++++ STUDY MATERIAL ++++
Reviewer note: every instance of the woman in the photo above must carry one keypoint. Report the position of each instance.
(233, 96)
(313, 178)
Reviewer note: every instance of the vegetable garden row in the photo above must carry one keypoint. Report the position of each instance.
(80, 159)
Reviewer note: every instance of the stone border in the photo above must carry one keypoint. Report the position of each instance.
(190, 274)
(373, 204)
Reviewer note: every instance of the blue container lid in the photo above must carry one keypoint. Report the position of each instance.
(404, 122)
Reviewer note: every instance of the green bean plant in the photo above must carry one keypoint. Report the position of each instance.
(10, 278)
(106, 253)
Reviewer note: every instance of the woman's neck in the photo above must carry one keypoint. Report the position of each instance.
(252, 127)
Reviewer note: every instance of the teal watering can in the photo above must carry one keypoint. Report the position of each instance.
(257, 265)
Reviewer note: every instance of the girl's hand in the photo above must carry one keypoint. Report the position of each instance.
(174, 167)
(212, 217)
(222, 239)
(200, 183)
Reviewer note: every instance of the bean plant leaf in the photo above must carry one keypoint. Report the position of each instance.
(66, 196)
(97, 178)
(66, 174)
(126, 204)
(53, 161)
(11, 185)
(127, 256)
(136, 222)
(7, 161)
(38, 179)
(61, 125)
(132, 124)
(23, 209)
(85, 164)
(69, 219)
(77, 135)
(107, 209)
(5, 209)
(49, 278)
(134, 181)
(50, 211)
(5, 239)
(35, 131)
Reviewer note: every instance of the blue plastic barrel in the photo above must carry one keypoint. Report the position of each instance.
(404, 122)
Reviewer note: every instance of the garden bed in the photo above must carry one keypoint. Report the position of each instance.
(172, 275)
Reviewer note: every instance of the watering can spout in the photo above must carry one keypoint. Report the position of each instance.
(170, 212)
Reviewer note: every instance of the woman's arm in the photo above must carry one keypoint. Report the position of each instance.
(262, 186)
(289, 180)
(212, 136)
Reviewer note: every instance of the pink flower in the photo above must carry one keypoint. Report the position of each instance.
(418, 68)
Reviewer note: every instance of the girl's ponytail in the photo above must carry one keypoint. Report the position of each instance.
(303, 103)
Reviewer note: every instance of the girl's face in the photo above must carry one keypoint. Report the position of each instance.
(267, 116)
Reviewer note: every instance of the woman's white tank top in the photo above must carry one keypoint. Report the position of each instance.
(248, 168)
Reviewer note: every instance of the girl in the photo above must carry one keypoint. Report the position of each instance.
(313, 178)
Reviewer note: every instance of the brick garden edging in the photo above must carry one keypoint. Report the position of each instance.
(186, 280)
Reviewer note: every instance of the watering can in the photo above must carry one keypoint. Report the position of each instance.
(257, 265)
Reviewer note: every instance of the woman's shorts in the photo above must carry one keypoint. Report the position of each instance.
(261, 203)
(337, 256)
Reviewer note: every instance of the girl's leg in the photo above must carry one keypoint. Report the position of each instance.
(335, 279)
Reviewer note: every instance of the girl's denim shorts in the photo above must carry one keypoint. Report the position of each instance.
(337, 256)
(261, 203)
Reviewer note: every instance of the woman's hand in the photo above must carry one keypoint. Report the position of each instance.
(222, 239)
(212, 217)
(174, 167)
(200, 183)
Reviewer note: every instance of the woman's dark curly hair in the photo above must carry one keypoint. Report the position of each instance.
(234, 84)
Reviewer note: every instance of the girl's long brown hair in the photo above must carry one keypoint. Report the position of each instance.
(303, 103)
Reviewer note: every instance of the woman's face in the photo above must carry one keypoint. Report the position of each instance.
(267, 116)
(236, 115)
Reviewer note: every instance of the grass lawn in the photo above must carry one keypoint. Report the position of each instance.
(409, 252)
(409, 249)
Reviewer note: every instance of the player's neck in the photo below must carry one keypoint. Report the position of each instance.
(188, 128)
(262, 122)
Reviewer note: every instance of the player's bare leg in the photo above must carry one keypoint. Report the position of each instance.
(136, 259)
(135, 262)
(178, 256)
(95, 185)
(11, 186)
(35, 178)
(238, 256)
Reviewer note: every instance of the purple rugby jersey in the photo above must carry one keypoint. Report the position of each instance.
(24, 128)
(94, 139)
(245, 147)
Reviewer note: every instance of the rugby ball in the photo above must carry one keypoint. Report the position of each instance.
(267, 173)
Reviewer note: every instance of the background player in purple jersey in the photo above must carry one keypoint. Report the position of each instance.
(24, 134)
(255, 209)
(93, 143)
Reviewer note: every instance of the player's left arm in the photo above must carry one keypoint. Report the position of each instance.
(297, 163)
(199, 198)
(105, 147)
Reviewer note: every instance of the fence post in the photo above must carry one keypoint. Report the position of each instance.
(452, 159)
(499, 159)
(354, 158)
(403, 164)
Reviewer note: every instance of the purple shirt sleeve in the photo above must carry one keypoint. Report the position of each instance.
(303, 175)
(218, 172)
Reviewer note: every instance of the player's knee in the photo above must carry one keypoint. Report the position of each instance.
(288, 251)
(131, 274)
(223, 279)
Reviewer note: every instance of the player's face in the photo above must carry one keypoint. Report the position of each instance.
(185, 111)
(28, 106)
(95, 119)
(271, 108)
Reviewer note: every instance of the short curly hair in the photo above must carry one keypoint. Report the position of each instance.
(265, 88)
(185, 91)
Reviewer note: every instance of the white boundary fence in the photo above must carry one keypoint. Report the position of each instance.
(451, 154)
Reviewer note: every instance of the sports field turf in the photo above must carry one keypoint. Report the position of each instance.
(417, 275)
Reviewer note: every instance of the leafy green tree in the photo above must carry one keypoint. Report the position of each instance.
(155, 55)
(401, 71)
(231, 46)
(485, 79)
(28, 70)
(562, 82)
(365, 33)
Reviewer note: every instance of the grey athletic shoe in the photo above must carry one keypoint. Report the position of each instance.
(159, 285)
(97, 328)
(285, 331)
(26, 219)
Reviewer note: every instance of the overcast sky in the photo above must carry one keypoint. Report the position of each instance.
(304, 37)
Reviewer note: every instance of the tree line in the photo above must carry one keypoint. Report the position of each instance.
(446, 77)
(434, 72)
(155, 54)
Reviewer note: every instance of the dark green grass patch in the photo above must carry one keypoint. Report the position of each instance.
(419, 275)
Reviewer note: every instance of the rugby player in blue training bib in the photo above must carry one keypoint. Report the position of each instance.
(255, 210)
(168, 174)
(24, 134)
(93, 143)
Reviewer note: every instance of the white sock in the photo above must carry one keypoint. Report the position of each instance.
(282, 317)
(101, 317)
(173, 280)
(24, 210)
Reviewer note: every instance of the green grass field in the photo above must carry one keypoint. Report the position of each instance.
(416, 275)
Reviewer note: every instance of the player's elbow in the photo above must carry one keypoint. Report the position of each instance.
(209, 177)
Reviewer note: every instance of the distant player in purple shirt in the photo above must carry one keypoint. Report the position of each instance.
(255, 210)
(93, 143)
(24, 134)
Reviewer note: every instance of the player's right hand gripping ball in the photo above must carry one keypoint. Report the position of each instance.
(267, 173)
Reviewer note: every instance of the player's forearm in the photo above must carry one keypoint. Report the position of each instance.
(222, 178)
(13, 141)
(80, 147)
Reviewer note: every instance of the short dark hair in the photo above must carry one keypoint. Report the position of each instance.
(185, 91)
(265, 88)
++++
» WHAT YOU NEED TO DO
Send back the complete set of entries, exactly as shown above.

» SOLUTION TO THE PROBLEM
Reviewer note: every instance of the woman in the photo above must carry one keypoint. Report the position of each instance.
(233, 96)
(313, 178)
Reviewer note: every instance of the vegetable garden row in the photo above must carry one keypoint. Report the position of each instance.
(80, 159)
Reviewer note: every instance of the stone border in the photo above must carry one keypoint. Report the position of each instance.
(190, 274)
(373, 204)
Reviewer note: every instance of the blue container lid in the photo above must carry one keypoint. Report the position of each instance.
(404, 122)
Reviewer note: every instance of the green bean plant in the photo above must carry one keypoint. Report the position of each instance.
(10, 278)
(106, 253)
Reviewer note: every instance of the woman's neck in the photo above must carry one keypoint. Report the position of each instance.
(252, 127)
Reviewer note: every instance of the teal watering can in the photo above must carry one keypoint. Report the position of each instance.
(257, 265)
Reviewer note: every instance of the girl's hand in the photo above must carry one keypoint. Report the position of each instance.
(174, 167)
(212, 217)
(222, 239)
(200, 183)
Reviewer note: every instance of the bean plant leaf in the photo above must carry one keypoint. Report the position of each instance.
(66, 196)
(97, 178)
(66, 174)
(126, 204)
(53, 161)
(11, 185)
(127, 256)
(136, 222)
(7, 161)
(38, 179)
(61, 125)
(132, 124)
(23, 209)
(85, 164)
(69, 219)
(77, 135)
(107, 209)
(5, 209)
(49, 278)
(134, 181)
(50, 211)
(5, 239)
(35, 131)
Reviewer note: every instance of the blue plastic barrel in the photo above must carry one keypoint. Report the position of each instance.
(404, 122)
Reviewer note: every instance of the garden bed in the photo above must carry one keypoint. Report the position of each instance.
(172, 275)
Reviewer note: every instance of the watering can spout in the photo above must carry one keypoint. Report the position of each instance.
(170, 212)
Reviewer note: every instance of the woman's arm in the photo above must carry one keypoint. Report the position of each instance.
(262, 186)
(289, 180)
(212, 136)
Reviewer note: every instance of the pink flower in the photo above must carry one keypoint. Report the position of each instance.
(418, 68)
Reviewer note: every instance of the girl's ponytail in the photo above must carry one keypoint. Report the position of each instance.
(303, 103)
Reviewer note: every instance of the girl's face in the photo above must carry one keypoint. Report the position of each instance.
(267, 116)
Reviewer note: every instance of the woman's white tank top in the photo above must carry one keypoint. Report the position of each instance.
(248, 168)
Reviewer note: every instance of the girl in the photo above must carry one keypoint. Report the position of each instance.
(313, 178)
Reviewer note: every instance of the brick garden edging in the photo above must carry one keypoint. Report the position of each instance.
(186, 280)
Reviewer note: every instance of the watering can in the photo above must carry one keypoint. Report the position of each instance.
(257, 265)
Reviewer note: every instance of the woman's shorts in the photo above must carry one keypoint. Report the position of each instance.
(261, 203)
(337, 256)
Reviewer note: every instance of the girl's leg in the photo above must carry one keypoint. Report the position of each instance.
(335, 279)
Reviewer note: every instance of the girl's denim shorts in the photo above must carry one keypoint. Report the position of each instance.
(337, 256)
(261, 203)
Reviewer note: every instance of the woman's hand in the photo above must carry one keypoint. Report the position of each instance.
(222, 239)
(212, 217)
(174, 167)
(200, 183)
Reviewer note: every instance of the woman's dark curly hair in the photo above must carry one keypoint. Report the position of each instance.
(234, 84)
Reviewer note: every instance of the girl's long brown hair in the photo above must carry one keypoint. Report the position of each instance.
(303, 103)
Reviewer note: every instance of the woman's face in the photo above must carry one keypoint. Report the position of each instance.
(267, 116)
(236, 115)
Reviewer note: every instance of the grass lawn in the photo above must carry one keypoint. Report the position of each instance.
(409, 252)
(409, 249)
Reviewer note: every instance of the player's neck in the photo below must carry one keypoint. Report the position of each instance.
(188, 128)
(262, 122)
Reviewer note: every instance of the player's bare leg in the photo above must carry one keypoint. Report the position of each instance.
(136, 259)
(135, 262)
(178, 256)
(95, 185)
(11, 186)
(35, 178)
(238, 256)
Reviewer note: every instance of the purple rugby jersey in the photo above must carry one keypoint. Report the position of each instance.
(24, 128)
(94, 139)
(245, 147)
Reviewer note: every instance of the rugby ball in the photo above must carry one keypoint. Report the position of each instance.
(267, 173)
Reviewer note: every instance of the background player in purple jersey in the photo above must carry one keypoint. Report the position of each instance.
(24, 134)
(255, 209)
(93, 143)
Reviewer note: every instance of the player's left arm in the photo above must carry one keypoint. Report the position of each instance.
(297, 163)
(199, 198)
(105, 147)
Reviewer note: every instance of the fence post in the photo above must carry one keypoint. Report the position of each instance.
(452, 159)
(499, 159)
(354, 158)
(403, 164)
Reviewer note: every instance of the purple shirt sleeve in the photo above must carry one keypoint. Report the position of each instance.
(303, 175)
(218, 172)
Reviewer note: every instance of the player's knee in the photo above must carry one keypoint. Report the position of each instance.
(288, 251)
(131, 274)
(223, 279)
Reviewer note: every instance of the player's face in the photo above must carry one keypoint. Report the position of each instance.
(185, 111)
(28, 106)
(95, 119)
(271, 108)
Reviewer note: every instance of the short curly hair in the photo above must carry one keypoint. Report the position of each instance.
(265, 88)
(185, 91)
Reviewer note: every instance of the white boundary fence in the photo above must carry one keypoint. Report the position of each instance.
(451, 154)
Reviewer note: every instance of the sports field turf in the photo above must carry one keypoint. Report the position of each instance.
(417, 275)
Reviewer note: every instance of the leafy green tree in the photo above must carry one keypoint. Report the position of each instance.
(155, 55)
(401, 71)
(231, 46)
(485, 79)
(28, 70)
(562, 82)
(365, 33)
Reviewer note: every instance of the grey athletic shoe in the photo above must carry one keypoint. Report the position of each instance.
(159, 285)
(97, 328)
(285, 331)
(26, 219)
Reviewer note: every instance of the overcast sky in the photo above must carry one keypoint. Report the position of each instance.
(304, 37)
Reviewer note: every instance of the tree line in the photo above must carry one keypoint. Report the position of each instance.
(446, 77)
(434, 72)
(155, 54)
Reviewer note: every instance of the dark green grass patch in the photo above must carry one keypoint. Report the position of each instance.
(419, 275)
Reviewer note: every instance of the rugby player in blue training bib in the photo above must carry one keypoint. Report the position of each instance.
(255, 210)
(168, 174)
(24, 134)
(93, 143)
Reviewer note: every instance of the white sock in the photo above must carry one keypoint. Report the position of each instance.
(282, 317)
(101, 317)
(173, 280)
(24, 210)
Reviewer note: every instance of the green grass field in the photo above must carry one keypoint. Report the position of each instance.
(416, 275)
Reviewer note: every instance of the player's elbow in the photo above must carry one keypoint. Report the position of each instance.
(209, 177)
Reviewer note: every instance of the distant player in purple shirt in the photo above must carry one keypoint. Report the position of each instance.
(255, 210)
(93, 143)
(24, 134)
Reviewer note: every instance of the player's right hand gripping ball in the photo above must carry one keypoint. Report the position of each instance.
(267, 173)
Reviewer note: every instance of the player's forearm in the photo above must carry one keypoint. Report the position of each instance.
(222, 178)
(13, 141)
(80, 147)
Reviewer note: every instance of the short dark hair in the photo above must carry one keypoint. Report the position of each instance.
(185, 91)
(265, 88)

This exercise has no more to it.